Show every line of the material below that contains the word "slope".

•••••

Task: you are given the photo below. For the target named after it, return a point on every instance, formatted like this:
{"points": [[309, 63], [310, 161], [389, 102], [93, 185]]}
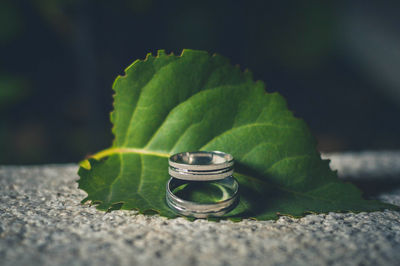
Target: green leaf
{"points": [[167, 104]]}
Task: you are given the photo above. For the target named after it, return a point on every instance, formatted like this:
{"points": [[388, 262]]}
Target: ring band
{"points": [[200, 175], [229, 187], [201, 160], [201, 165]]}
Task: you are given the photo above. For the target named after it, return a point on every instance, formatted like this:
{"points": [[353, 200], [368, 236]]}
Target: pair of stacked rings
{"points": [[201, 166]]}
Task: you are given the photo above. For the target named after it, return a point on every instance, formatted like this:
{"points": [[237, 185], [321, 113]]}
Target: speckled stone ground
{"points": [[43, 223]]}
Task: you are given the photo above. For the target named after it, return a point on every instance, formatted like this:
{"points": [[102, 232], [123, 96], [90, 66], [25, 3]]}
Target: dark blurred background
{"points": [[336, 62]]}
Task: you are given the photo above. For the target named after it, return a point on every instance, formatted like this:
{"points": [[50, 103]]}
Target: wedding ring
{"points": [[200, 175], [228, 186], [201, 165]]}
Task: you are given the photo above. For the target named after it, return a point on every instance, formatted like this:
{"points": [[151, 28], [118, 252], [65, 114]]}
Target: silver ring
{"points": [[200, 175], [228, 186], [201, 160]]}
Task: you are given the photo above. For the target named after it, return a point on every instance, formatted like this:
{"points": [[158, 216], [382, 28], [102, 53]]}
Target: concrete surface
{"points": [[43, 223]]}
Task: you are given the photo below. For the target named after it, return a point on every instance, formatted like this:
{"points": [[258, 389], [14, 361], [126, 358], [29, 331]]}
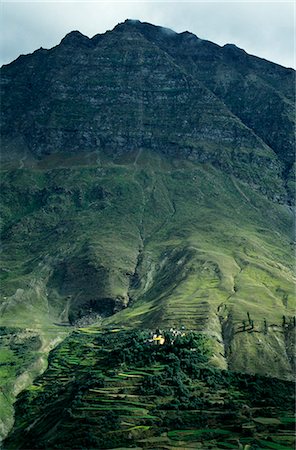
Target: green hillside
{"points": [[116, 390], [146, 181]]}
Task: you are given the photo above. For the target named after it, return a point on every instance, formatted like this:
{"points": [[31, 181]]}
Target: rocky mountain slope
{"points": [[146, 179]]}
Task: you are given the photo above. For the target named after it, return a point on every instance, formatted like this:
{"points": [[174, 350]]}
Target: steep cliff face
{"points": [[148, 173]]}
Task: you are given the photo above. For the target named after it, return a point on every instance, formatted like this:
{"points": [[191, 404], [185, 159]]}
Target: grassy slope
{"points": [[183, 243], [123, 392]]}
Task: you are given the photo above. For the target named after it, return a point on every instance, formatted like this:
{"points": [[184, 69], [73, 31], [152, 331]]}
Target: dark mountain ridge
{"points": [[146, 180], [236, 101]]}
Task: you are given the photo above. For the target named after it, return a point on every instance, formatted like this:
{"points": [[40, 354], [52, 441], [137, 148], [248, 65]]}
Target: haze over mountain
{"points": [[147, 180]]}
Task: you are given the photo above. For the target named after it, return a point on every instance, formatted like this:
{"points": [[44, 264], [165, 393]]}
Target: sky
{"points": [[265, 29]]}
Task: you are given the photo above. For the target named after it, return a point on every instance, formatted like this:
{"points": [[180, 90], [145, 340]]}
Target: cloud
{"points": [[265, 29]]}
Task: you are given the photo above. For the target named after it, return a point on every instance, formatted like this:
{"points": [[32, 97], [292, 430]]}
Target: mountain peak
{"points": [[75, 38]]}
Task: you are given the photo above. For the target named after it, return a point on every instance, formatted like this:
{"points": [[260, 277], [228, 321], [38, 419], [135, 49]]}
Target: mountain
{"points": [[147, 181]]}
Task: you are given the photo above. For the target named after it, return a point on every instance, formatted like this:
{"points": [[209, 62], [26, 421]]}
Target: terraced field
{"points": [[112, 389]]}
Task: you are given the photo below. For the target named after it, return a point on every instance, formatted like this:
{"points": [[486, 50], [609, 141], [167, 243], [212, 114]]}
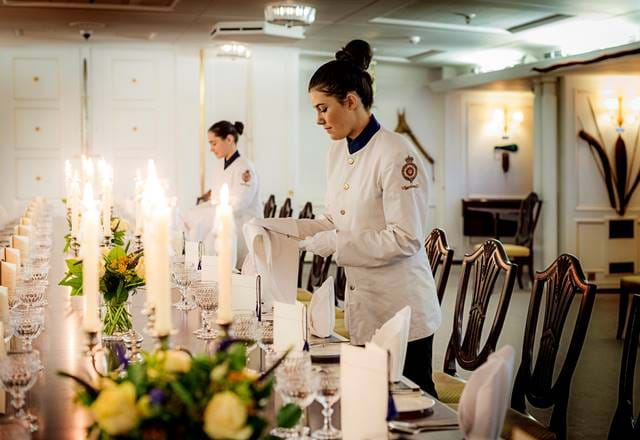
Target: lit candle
{"points": [[138, 200], [75, 204], [224, 215], [107, 175], [91, 255], [162, 284]]}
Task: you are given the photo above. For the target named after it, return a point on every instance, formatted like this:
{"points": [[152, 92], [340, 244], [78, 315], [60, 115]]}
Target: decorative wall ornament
{"points": [[617, 176], [404, 128]]}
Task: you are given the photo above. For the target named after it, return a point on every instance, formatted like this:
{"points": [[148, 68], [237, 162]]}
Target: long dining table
{"points": [[63, 345]]}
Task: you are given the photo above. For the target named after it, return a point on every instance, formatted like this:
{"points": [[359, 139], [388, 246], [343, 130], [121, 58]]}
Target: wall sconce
{"points": [[506, 120], [619, 114]]}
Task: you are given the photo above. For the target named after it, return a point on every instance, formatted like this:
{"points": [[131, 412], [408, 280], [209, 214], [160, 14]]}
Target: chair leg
{"points": [[520, 269], [622, 310]]}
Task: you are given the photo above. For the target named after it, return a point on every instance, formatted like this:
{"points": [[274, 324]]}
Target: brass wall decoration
{"points": [[617, 176], [404, 128]]}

•••••

◆ RESPONSE FOR THIS EXERCISE
Target: rocky mountain slope
Target: grassy slope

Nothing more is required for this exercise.